DATA EXTRACTS >>
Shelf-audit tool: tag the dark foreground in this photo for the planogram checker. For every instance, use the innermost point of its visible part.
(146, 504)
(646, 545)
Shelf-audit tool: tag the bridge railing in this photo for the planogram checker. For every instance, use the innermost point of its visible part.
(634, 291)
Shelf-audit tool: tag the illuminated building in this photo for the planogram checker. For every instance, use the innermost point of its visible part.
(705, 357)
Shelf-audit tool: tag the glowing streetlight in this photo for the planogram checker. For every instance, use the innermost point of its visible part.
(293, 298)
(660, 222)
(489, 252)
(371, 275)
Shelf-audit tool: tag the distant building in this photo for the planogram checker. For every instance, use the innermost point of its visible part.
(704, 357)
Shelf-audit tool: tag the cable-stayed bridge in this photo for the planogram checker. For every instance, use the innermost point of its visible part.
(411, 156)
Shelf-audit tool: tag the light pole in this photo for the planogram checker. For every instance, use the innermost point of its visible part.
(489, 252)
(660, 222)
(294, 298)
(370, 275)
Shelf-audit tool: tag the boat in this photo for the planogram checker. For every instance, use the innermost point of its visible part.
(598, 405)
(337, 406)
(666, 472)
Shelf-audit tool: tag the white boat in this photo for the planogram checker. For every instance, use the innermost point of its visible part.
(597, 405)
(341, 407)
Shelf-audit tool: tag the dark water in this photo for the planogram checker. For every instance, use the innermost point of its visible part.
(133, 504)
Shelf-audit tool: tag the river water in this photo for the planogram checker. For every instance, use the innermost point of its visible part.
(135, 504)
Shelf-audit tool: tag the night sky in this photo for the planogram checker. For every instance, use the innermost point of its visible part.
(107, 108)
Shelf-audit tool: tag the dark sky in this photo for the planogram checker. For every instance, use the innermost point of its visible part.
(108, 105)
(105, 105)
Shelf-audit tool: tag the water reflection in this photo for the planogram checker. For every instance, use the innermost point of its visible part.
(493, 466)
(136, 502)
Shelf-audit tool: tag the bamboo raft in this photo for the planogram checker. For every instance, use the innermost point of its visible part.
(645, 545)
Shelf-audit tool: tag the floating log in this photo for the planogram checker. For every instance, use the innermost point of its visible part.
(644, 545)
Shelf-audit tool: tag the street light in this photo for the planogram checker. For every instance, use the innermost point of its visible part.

TASK TO COMPLETE >> Would you copy the whole listing exactly?

YOUR RESPONSE >>
Shelf-audit tool: tag the dark foreground in this photo for the planogram checker. For every instance, use the innermost point of its visible part.
(146, 504)
(646, 545)
Shelf-audit tool: tag the bridge railing in this photo for the planogram checker. For every instance, use the innermost point of its visible part.
(634, 291)
Shelf-audit tool: tag the illuminated building in this photo for the planogram checker. For every instance, use the innermost point of its visible part.
(705, 357)
Shelf-audit tool: tag the glowing streetlight in this photo for the planogram checker. For every instance, use the innermost point of its visible part.
(293, 298)
(660, 222)
(489, 252)
(371, 275)
Shelf-audit tool: tag the distant building in this photo for the planogram checker. For every instance, use the innermost point of its visible part.
(704, 357)
Shelf-audit tool: tag the cable-stayed bridge in this photo for the planogram checker. For every instance, use the innermost point of its visible part.
(411, 156)
Shelf-audit tool: tag the light pole in this photo for the planogram checker. For every instance, use the innermost point of its visible part.
(489, 252)
(660, 222)
(294, 298)
(370, 275)
Shelf-audit tool: tag the boat in this photo for the planogram checker. For every instance, use the innermost point of its visible part.
(598, 405)
(337, 406)
(666, 472)
Shelf-audit tool: tag the white boat in this photo for the planogram checker. For every instance, use the innermost point of its visible part.
(597, 405)
(341, 407)
Shelf-audit tool: tag the dark water in this photo for the planogram checker. For every instance, use the innermost point of its visible part.
(133, 504)
Shelf-audit tool: tag the river water in this photo for the planogram checker. For every instance, use the innermost point of its visible part.
(135, 504)
Shelf-audit tool: tag the night sky in this photo for the planogram checker. For every instance, use the innermost point of its visible part.
(107, 108)
Shelf-audit tool: tag the dark sky in this photo for the planogram checker. For every instance, use the innermost point of its visible part.
(108, 105)
(105, 105)
Shelf-audit tool: tag the water reflection in this photo for the planogram checker. For every instance, use the innermost point of its visible part.
(493, 466)
(136, 502)
Shelf-audit tool: tag the bamboo raft in this photo for the planogram checker. For every instance, use the innermost point of its visible part.
(645, 545)
Shelf-audit tool: tag the floating log in this photo for the planogram checker. For every instance, use the innermost point of its visible part.
(644, 545)
Shelf-audit tool: tag the street light in this photo for the planogram checker. For every instance, use the innermost point of its visible part.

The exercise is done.